Dataset
##############################

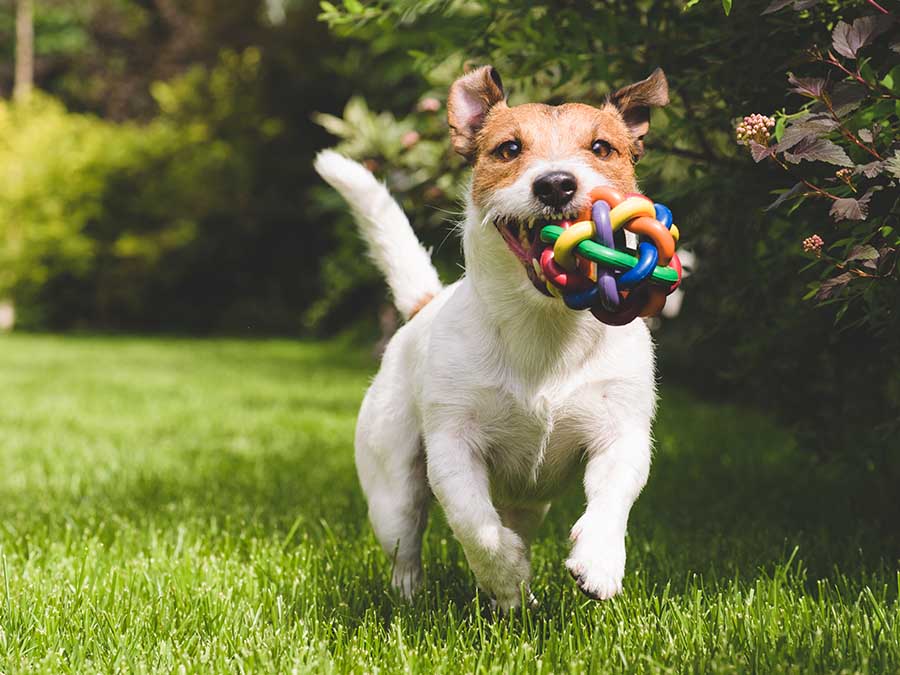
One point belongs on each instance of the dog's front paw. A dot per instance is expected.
(499, 559)
(597, 561)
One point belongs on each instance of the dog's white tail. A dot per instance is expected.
(392, 243)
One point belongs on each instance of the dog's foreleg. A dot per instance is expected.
(614, 477)
(497, 555)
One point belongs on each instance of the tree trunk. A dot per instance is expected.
(24, 82)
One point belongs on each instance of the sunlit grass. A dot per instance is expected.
(176, 503)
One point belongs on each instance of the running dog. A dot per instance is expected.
(494, 395)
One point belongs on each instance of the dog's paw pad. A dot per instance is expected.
(597, 581)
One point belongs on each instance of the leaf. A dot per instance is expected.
(818, 150)
(831, 286)
(862, 252)
(777, 5)
(848, 209)
(807, 86)
(891, 81)
(759, 152)
(892, 164)
(848, 39)
(784, 196)
(846, 97)
(807, 127)
(870, 170)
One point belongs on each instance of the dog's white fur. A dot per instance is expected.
(491, 398)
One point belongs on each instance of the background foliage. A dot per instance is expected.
(163, 179)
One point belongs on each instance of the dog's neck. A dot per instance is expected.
(539, 335)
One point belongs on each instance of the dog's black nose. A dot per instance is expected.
(555, 189)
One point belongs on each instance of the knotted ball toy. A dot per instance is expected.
(584, 267)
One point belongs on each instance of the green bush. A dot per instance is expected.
(102, 223)
(746, 331)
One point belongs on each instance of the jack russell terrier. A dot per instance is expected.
(493, 395)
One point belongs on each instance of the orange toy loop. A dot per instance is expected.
(657, 232)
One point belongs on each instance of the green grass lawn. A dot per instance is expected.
(191, 505)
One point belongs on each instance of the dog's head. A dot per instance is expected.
(535, 164)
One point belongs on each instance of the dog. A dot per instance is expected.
(494, 395)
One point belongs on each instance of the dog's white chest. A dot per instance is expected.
(529, 444)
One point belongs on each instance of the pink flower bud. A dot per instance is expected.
(429, 104)
(409, 139)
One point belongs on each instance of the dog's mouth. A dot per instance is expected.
(523, 238)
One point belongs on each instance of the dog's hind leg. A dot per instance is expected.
(391, 467)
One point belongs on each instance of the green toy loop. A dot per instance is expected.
(610, 257)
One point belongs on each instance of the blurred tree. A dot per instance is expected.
(24, 50)
(746, 332)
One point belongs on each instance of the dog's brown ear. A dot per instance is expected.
(471, 98)
(635, 101)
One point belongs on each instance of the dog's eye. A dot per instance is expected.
(602, 149)
(508, 150)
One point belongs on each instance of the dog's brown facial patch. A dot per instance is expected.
(598, 137)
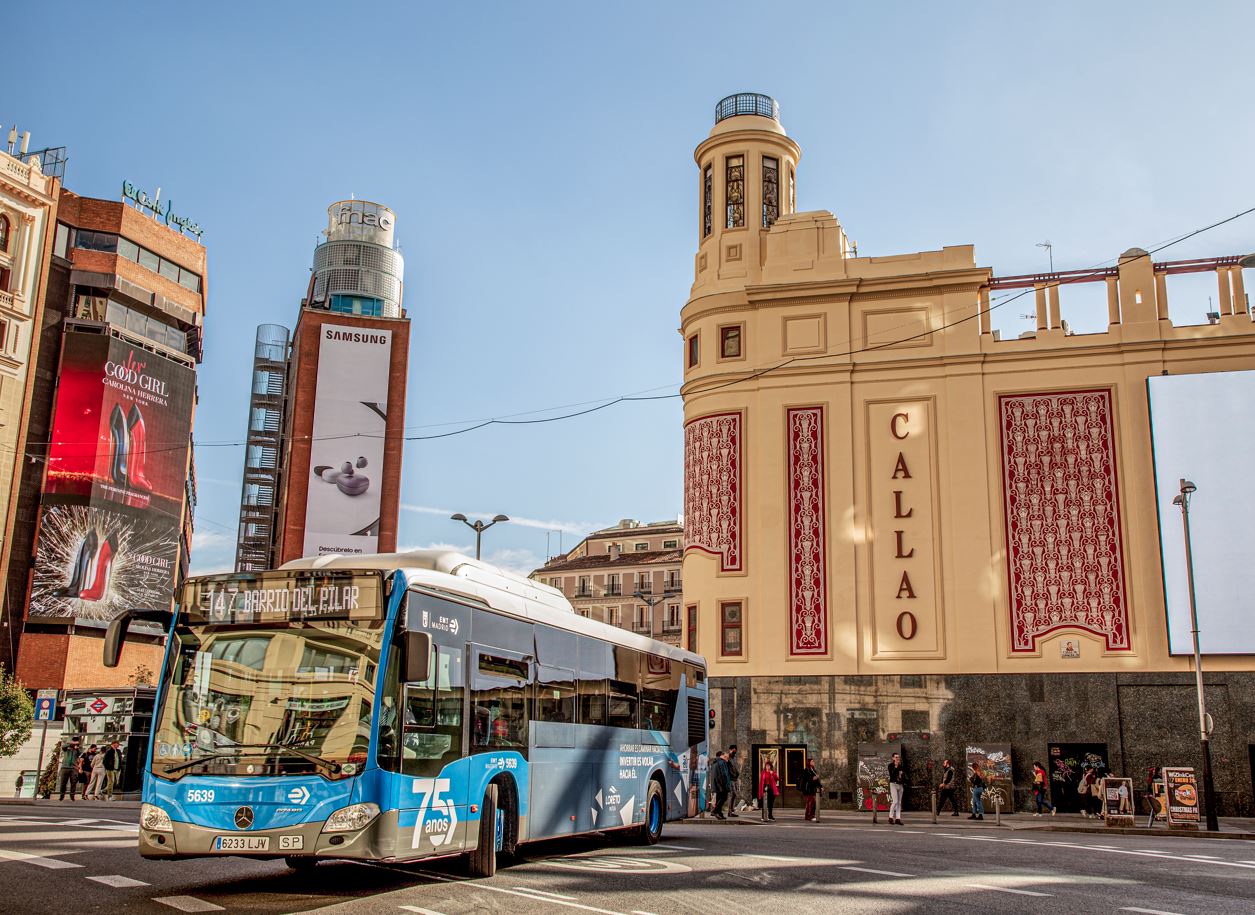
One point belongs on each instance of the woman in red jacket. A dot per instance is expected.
(768, 787)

##############################

What you need to do
Leave out every picture and write out exactly the lines running from the line containing "One point belongs on each instance of the dog's white chest." to the end of the listing above.

Written response
One point belongs on each instance of the dog's white chest. A dot per instance is expected.
(529, 444)
One point belongs on each instance of the pink flower bud. A dot per instance is expected.
(429, 104)
(409, 139)
One point belongs on each instance of the dog's mouth. A dot per instance is expected.
(523, 238)
One point belongs on each instance of the dog's hind leg. A dot per instance is expected.
(391, 467)
One point belongs on each instance of the green toy loop. A dot per instance is expected.
(610, 257)
One point belongs on each instance of the blurred tree. A dot per instance is expected.
(24, 50)
(746, 332)
One point belongs on each instance of the dog's brown ear. A dot per instance is expected.
(471, 98)
(635, 101)
One point belongs on each instance of the dog's eye. A dot per instance is expected.
(602, 149)
(508, 150)
One point belongs on each instance of the dog's brown facial patch. A dot per instance is expected.
(598, 137)
One point belongs on each instance of the woman in red jacket. A dot per instance is expected.
(768, 787)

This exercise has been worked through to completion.